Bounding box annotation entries
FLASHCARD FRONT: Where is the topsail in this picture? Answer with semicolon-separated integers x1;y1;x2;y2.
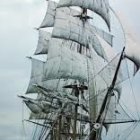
19;0;140;140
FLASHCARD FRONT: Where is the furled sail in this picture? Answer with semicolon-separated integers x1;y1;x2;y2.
57;0;110;28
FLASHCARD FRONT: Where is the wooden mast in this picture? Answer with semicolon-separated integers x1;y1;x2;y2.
89;47;125;140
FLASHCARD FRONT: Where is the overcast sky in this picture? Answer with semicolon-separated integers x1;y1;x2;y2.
0;0;140;140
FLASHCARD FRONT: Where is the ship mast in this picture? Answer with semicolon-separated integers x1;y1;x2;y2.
89;47;125;140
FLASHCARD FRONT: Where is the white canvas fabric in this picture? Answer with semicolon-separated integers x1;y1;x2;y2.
57;0;110;28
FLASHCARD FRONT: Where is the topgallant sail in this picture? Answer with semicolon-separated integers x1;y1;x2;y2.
19;0;140;140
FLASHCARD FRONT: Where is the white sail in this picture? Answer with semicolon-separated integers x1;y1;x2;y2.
26;58;45;93
44;37;89;82
35;30;51;55
125;46;140;75
39;0;57;28
52;9;112;59
57;0;110;28
40;1;112;45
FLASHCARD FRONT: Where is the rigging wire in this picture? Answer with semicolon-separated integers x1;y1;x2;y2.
22;101;27;139
126;58;140;120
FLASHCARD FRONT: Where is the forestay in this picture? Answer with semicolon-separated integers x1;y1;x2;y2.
57;0;110;28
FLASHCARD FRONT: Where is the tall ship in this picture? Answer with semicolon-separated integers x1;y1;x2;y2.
19;0;140;140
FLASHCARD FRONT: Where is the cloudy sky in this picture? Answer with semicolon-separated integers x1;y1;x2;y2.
0;0;140;140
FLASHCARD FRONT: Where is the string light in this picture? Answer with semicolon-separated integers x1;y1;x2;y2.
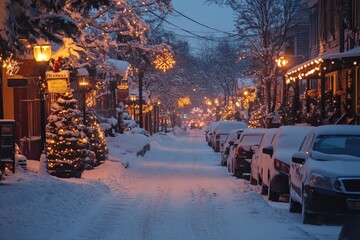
153;49;176;72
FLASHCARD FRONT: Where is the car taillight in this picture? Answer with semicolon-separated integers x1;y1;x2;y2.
274;159;290;174
236;146;244;156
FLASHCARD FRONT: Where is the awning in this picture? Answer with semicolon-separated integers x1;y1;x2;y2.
326;47;360;59
106;58;130;78
285;47;360;81
285;57;324;81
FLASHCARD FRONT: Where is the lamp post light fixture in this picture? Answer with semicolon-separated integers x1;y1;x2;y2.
129;94;137;120
78;76;89;125
276;55;289;106
33;43;52;153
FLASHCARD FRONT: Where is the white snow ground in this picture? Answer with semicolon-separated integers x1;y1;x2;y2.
0;130;340;240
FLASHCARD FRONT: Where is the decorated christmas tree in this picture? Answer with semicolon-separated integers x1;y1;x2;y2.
83;111;109;166
46;92;90;177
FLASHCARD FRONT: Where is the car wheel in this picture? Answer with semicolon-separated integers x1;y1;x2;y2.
250;172;257;185
289;189;301;213
268;184;280;202
261;182;269;195
301;194;317;224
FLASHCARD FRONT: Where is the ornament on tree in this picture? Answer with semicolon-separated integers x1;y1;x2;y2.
83;111;109;168
50;57;62;72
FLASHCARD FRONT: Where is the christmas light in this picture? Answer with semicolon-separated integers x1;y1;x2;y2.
153;50;176;72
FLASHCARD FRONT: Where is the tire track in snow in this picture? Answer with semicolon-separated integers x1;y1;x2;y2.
190;148;222;240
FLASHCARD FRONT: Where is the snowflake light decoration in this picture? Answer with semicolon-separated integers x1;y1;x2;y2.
153;50;175;72
3;55;20;76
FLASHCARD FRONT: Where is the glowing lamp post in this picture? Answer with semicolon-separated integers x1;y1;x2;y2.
276;56;289;106
79;76;89;125
129;94;136;120
33;44;52;153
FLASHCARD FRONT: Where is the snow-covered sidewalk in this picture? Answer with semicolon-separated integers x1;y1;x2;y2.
0;130;340;240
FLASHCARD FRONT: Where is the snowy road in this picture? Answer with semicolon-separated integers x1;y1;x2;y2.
0;130;340;240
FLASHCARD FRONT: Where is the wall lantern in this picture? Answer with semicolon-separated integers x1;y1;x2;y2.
33;44;52;62
33;43;52;158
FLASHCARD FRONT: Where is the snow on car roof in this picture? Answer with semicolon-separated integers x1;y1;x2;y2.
216;121;247;133
313;125;360;135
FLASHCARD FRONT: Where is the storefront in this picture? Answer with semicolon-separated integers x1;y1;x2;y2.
286;47;360;124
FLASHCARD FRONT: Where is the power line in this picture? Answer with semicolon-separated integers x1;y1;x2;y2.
173;8;235;35
149;11;237;42
149;11;218;41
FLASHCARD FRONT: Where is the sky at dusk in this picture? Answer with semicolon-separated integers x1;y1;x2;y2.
163;0;235;49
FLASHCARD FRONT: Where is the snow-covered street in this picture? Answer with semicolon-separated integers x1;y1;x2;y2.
0;130;340;240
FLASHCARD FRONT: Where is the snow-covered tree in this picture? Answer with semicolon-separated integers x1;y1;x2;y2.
46;92;91;177
207;0;304;112
0;0;109;56
83;111;109;166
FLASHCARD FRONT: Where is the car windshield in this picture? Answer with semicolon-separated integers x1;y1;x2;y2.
313;135;360;157
241;135;263;145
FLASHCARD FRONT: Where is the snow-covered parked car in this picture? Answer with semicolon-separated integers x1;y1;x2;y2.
212;121;247;152
206;121;220;147
129;127;149;137
231;128;267;179
250;128;278;185
260;125;313;201
220;129;244;166
290;125;360;223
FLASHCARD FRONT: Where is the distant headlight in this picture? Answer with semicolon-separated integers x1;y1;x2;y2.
310;173;332;189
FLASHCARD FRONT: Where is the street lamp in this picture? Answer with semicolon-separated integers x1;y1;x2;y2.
276;55;289;106
129;94;136;120
33;43;52;157
78;76;89;125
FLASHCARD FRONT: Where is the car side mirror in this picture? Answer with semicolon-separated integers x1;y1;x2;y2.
250;145;259;153
263;145;274;157
291;152;306;164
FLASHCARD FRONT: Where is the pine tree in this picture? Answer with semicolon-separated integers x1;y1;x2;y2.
46;92;90;177
249;105;266;128
84;111;109;167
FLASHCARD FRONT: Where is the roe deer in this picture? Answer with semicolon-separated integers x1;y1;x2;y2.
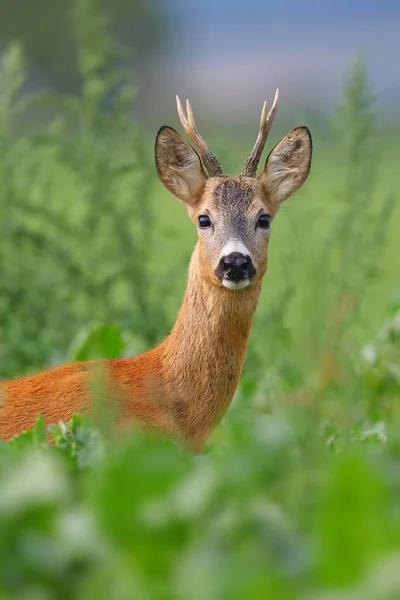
0;91;312;452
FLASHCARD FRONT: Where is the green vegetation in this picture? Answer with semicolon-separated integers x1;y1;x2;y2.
0;0;400;600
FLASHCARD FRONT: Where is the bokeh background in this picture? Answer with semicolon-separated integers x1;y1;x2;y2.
0;0;400;600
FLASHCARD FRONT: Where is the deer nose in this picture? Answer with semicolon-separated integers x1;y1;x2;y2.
217;252;256;281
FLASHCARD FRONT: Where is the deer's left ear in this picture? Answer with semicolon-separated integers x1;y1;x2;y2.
259;127;312;203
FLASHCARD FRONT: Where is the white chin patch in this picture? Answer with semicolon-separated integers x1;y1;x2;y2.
222;279;250;290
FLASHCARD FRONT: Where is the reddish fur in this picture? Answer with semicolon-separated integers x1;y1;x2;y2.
0;120;311;451
0;250;261;450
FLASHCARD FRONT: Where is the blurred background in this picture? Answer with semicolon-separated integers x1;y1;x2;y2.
0;0;400;600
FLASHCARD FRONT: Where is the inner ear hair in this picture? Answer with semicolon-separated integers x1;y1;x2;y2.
155;126;207;204
260;127;312;202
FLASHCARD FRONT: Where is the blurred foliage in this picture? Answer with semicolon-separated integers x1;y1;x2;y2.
0;0;400;600
0;0;170;92
0;0;171;377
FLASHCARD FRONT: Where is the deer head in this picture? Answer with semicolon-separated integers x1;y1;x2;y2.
155;90;312;290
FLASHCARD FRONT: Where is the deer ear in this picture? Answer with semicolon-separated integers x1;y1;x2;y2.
155;125;207;204
260;127;312;203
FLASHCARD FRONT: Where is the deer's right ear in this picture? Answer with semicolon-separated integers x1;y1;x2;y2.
155;125;207;204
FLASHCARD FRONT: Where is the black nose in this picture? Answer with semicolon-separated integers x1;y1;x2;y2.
216;252;256;281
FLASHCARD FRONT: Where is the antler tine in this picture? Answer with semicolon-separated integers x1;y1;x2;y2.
242;90;279;177
176;96;224;177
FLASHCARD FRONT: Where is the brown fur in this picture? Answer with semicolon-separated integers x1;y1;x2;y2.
0;113;311;451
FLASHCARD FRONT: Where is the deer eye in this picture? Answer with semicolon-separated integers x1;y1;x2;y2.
257;215;271;229
198;215;211;229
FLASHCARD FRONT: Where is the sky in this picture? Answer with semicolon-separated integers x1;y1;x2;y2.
154;0;400;119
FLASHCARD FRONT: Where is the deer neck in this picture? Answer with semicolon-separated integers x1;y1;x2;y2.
163;246;261;437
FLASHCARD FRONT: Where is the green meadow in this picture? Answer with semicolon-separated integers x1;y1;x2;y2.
0;1;400;600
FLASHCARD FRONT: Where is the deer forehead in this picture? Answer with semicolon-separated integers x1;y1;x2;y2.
202;176;264;220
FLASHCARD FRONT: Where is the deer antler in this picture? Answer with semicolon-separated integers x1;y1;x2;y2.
176;96;224;177
241;90;279;177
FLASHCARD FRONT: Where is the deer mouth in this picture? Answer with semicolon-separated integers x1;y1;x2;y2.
221;277;250;290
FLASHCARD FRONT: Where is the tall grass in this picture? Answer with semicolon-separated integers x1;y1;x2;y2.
0;0;400;600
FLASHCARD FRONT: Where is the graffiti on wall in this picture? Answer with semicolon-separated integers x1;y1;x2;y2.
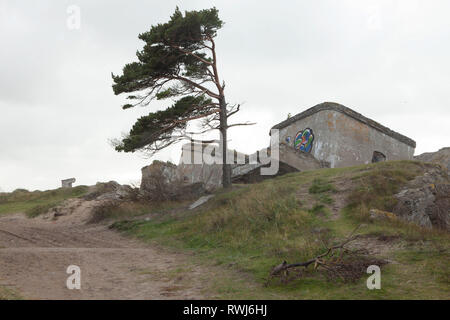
294;128;314;152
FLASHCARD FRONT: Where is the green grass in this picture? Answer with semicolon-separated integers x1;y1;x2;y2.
112;161;449;299
0;186;88;217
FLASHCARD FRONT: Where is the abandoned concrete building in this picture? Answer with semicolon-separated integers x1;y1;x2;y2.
142;102;416;190
272;102;416;168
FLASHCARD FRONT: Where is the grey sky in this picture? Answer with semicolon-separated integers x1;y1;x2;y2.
0;0;450;191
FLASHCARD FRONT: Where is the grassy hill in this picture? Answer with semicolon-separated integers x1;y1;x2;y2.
0;161;450;299
113;161;450;299
0;186;89;216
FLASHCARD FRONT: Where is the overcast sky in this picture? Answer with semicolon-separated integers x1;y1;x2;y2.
0;0;450;191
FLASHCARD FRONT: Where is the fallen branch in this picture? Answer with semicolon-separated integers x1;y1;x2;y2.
266;225;360;285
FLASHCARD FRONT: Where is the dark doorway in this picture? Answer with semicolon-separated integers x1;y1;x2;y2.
372;151;386;163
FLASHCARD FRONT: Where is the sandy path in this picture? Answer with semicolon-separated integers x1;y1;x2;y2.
0;214;208;299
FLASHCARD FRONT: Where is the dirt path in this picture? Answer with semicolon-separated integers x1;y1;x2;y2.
0;214;212;299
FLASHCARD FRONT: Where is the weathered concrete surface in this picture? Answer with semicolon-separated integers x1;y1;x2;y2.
393;166;450;231
414;147;450;170
273;103;415;168
274;142;330;171
140;161;177;192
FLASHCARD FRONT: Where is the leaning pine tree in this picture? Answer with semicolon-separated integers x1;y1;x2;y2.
112;8;249;187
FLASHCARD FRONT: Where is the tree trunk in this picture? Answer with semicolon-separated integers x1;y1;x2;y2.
220;96;231;188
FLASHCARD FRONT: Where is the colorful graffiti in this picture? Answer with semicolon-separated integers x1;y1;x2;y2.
294;128;314;152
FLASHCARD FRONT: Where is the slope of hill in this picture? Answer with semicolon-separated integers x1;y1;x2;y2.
414;147;450;170
0;161;450;299
113;161;450;299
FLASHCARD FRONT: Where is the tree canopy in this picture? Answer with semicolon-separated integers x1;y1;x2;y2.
112;7;247;185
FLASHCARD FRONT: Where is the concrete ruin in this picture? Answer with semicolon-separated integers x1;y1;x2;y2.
143;102;416;190
272;102;416;170
61;178;76;188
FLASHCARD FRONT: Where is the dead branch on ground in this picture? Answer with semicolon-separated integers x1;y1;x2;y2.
265;225;360;286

Exercise directions
Copy the records above word for word, starting at the line containing "FLASHCARD FRONT: Where is the brown" and ending after the line containing "0;1;400;600".

Answer to the exercise
FLASHCARD FRONT: Where is the brown fur in this picture? Answer with semicolon-separated integers x1;y1;x2;y2.
0;113;311;451
FLASHCARD FRONT: Where is the deer eye in this picture? Answer with semicolon-separated integers x1;y1;x2;y2.
257;215;271;229
198;215;211;229
FLASHCARD FRONT: Where is the sky in this picture? Answer with semicolon-separated integers x1;y1;x2;y2.
154;0;400;119
FLASHCARD FRONT: Where is the deer neck in this picture? Answer with semicolon-separated integers x1;y1;x2;y2.
163;246;261;437
FLASHCARD FRONT: Where is the green meadow in this picture? Answer with semicolon-separated integers x1;y1;x2;y2.
0;1;400;600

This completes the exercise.